**Exercise goal**:
Copy out the entries below, swapping "grassy plaza" for "paved courtyard" at every occurrence and leaving all other text as it is.

**Data rows**:
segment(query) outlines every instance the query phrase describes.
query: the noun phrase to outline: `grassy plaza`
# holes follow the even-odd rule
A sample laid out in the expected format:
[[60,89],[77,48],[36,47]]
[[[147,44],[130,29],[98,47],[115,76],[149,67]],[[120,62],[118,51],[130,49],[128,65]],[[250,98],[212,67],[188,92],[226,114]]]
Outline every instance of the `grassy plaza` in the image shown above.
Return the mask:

**The output**:
segment(query) outlines every instance the query phrase describes.
query: the noun phrase to outline: `paved courtyard`
# holes follow the even-odd rule
A sample laid out in the expected format:
[[60,89],[77,48],[36,47]]
[[[147,44],[130,29],[98,47],[115,76],[149,67]],[[120,62],[118,51],[130,49],[128,65]],[[250,98],[212,67],[188,92],[226,114]]]
Outline every instance of the `paved courtyard` in the image shown above.
Return the mask:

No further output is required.